Stored records:
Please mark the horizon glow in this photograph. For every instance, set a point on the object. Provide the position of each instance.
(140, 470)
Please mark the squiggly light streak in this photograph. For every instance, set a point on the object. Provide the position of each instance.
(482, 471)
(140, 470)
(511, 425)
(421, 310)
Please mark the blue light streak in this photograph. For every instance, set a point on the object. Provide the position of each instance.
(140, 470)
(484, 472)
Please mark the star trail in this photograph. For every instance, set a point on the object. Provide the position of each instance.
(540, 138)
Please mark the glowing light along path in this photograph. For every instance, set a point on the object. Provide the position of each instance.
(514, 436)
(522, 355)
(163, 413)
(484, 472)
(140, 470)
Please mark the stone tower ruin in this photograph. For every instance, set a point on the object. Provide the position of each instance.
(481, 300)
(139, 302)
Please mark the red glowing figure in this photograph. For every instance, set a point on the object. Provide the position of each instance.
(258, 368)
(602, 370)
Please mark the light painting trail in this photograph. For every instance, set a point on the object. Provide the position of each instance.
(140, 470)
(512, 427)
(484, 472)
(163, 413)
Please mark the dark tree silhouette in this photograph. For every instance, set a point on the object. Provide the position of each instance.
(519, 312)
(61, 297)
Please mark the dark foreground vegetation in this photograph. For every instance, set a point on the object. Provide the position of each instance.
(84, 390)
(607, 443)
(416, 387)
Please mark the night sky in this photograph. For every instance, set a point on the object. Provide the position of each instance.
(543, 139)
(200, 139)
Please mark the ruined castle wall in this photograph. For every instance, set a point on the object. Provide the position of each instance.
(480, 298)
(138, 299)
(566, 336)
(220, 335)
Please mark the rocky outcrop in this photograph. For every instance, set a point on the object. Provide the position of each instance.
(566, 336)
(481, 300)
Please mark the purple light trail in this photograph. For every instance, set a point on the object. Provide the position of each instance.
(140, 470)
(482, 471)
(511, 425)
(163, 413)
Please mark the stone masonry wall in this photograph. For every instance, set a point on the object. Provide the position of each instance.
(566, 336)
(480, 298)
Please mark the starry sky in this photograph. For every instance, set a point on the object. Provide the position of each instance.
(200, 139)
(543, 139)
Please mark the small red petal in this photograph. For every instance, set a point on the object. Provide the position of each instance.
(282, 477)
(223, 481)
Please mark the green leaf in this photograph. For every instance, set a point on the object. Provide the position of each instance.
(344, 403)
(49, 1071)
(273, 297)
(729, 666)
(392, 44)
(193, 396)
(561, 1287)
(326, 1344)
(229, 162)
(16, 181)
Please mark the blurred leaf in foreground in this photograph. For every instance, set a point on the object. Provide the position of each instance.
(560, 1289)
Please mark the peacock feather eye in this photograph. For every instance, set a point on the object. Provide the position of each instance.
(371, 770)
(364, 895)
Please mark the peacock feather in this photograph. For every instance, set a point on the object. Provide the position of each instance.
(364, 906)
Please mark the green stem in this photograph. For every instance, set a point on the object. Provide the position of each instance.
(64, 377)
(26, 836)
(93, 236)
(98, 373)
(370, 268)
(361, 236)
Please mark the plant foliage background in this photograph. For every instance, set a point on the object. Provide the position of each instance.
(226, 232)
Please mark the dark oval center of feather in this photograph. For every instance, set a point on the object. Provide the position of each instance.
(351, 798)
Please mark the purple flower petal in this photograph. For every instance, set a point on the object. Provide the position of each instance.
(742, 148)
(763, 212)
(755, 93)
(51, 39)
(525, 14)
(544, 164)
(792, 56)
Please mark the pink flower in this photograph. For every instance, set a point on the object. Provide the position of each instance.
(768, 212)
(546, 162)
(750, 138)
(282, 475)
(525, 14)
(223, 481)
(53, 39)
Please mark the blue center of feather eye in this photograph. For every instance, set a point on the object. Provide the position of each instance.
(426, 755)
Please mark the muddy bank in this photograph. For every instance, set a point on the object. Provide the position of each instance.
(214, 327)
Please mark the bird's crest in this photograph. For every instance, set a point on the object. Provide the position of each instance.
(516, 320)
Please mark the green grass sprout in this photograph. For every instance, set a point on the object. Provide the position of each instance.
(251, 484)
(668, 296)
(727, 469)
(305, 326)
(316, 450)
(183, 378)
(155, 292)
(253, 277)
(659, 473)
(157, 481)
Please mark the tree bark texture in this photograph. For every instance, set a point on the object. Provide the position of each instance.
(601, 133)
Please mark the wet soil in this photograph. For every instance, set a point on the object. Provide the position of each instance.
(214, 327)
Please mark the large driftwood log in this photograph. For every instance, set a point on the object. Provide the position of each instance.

Problem statement: Using the data above, output each line exactly.

Answer to the exercise:
Please mark the horizon glow in this photograph. For every instance, set a point on the object. Provide the position of each instance.
(140, 470)
Please mark the squiggly light streak in this photograph. For every instance, set a point on the object. Provide the position of each instance.
(482, 471)
(140, 470)
(511, 425)
(421, 310)
Please mark the blue light streak in this photograph. For every instance, set a point on the object. Provide the position of each instance.
(140, 470)
(484, 472)
Please mark the star trail in this photograph. For every instance, set a point on the object. Provide the position of each instance.
(540, 138)
Please mark the glowing light along path in this photograph. For every instance, set a point on the object. Provide the position of each instance.
(514, 436)
(522, 355)
(163, 413)
(484, 472)
(140, 470)
Please mark the stone tower ruin in this photograph. For every instance, set a point on the object. Provide the position of each instance.
(481, 300)
(139, 302)
Please mark the red glowing figure in this photograph. For every instance, set a point on the object. Provide the position of each instance.
(258, 368)
(602, 370)
Please mark the light painting trail in this photograph. For every instance, set a point on the object. Provide the position of each instance.
(140, 470)
(512, 427)
(484, 472)
(163, 413)
Please mark the dark tree silhouette in this photograph. For every instance, set a point on the object. Provide the position of each instance.
(519, 312)
(61, 297)
Please mark the dark foreground vegetation in this photograph. For every instance, set a point on the object. Provide the position of each instance.
(84, 390)
(607, 443)
(416, 387)
Please mark the night sky in this photograph. For every instance, set a point on the object. Provide the position of each instance.
(543, 139)
(200, 139)
Please mark the ruined castle wall in this photograph. For every instance, set a point on the object. Provide the position of each instance.
(480, 298)
(138, 299)
(566, 336)
(220, 335)
Please mark the rocky outcrop in this photograph. For every instance, set a point on the object. Provide the position of each instance.
(566, 336)
(481, 300)
Please mark the purple light trail in this photograph. For every instance, set a point on the object. Provide the position of each instance.
(140, 470)
(482, 471)
(511, 425)
(163, 413)
Please mark the stone masonry wall in this photograph. For every instance, set a point on the object. Provide the position of each instance.
(566, 336)
(480, 298)
Please mark the starry sky in this photograph. For every instance, set a point on the object. Provide the position of each instance.
(200, 139)
(543, 139)
Please mark the small red petal in this photograph. For every instance, set a point on the object. Provide the position of each instance.
(282, 477)
(223, 481)
Please mark the green leaf in this photograph. For every instance, set a point on the object. Provide the position of each instance.
(344, 403)
(49, 1071)
(273, 297)
(729, 666)
(392, 44)
(193, 396)
(561, 1287)
(326, 1344)
(229, 162)
(16, 181)
Please mark the blurred leaf in foreground in this photograph. For every instance, set a point on the object. Provide the position of each instance.
(560, 1289)
Please mark the peacock feather eye in this photograph. For every instance, set a point on the object. Provide the position of each instance.
(371, 770)
(364, 895)
Please mark the peacock feather in this photograph. For every instance, set a point on the object. Provide the position of each instance.
(364, 906)
Please mark the green stem in this photograph. For every instance, set a point on the object. Provide the position of each instance.
(64, 377)
(26, 836)
(93, 236)
(98, 373)
(370, 268)
(361, 236)
Please mark the plant foliage background in this photograph. For every instance, set a point on the object. Provide the position of each instance.
(226, 232)
Please mark the dark oval center of feather in this photograph. For every instance, set a point on the object. Provide the position of each instance.
(351, 798)
Please mark the purple flower petal in this photograph. For every instance, set a point on the object. Provide the position of each instance.
(742, 148)
(763, 212)
(755, 93)
(51, 39)
(525, 14)
(544, 164)
(792, 56)
Please mark the pink flower in this photograph. For every instance, set a point on the object. Provide the position of each instance.
(768, 212)
(546, 162)
(750, 138)
(282, 475)
(525, 14)
(223, 481)
(53, 39)
Please mark the blue center of feather eye in this photograph. For every instance, set a point on the object. Provide the position of each instance.
(426, 755)
Please mark the muddy bank in this photograph. For every instance, set a point on the object. Provide the position of each instance.
(214, 327)
Please mark the bird's crest in this photograph. For every instance, set a point on the object. Provide the position of each instance.
(516, 320)
Please mark the green grass sprout in this photograph. For every instance, set a point on the object. Provide the position of each instance.
(251, 484)
(668, 296)
(727, 469)
(305, 326)
(316, 450)
(183, 378)
(155, 292)
(253, 277)
(659, 473)
(157, 481)
Please mark the tree bark texture in this photograph. For every instance, set a point on the object. Provide the position of each instance.
(601, 133)
Please mark the wet soil in this photograph. For every instance, set a point on the object. Provide the position of each instance.
(214, 327)
Please mark the large driftwood log in this photograph. For every instance, set a point on the object. Provide the position of each instance.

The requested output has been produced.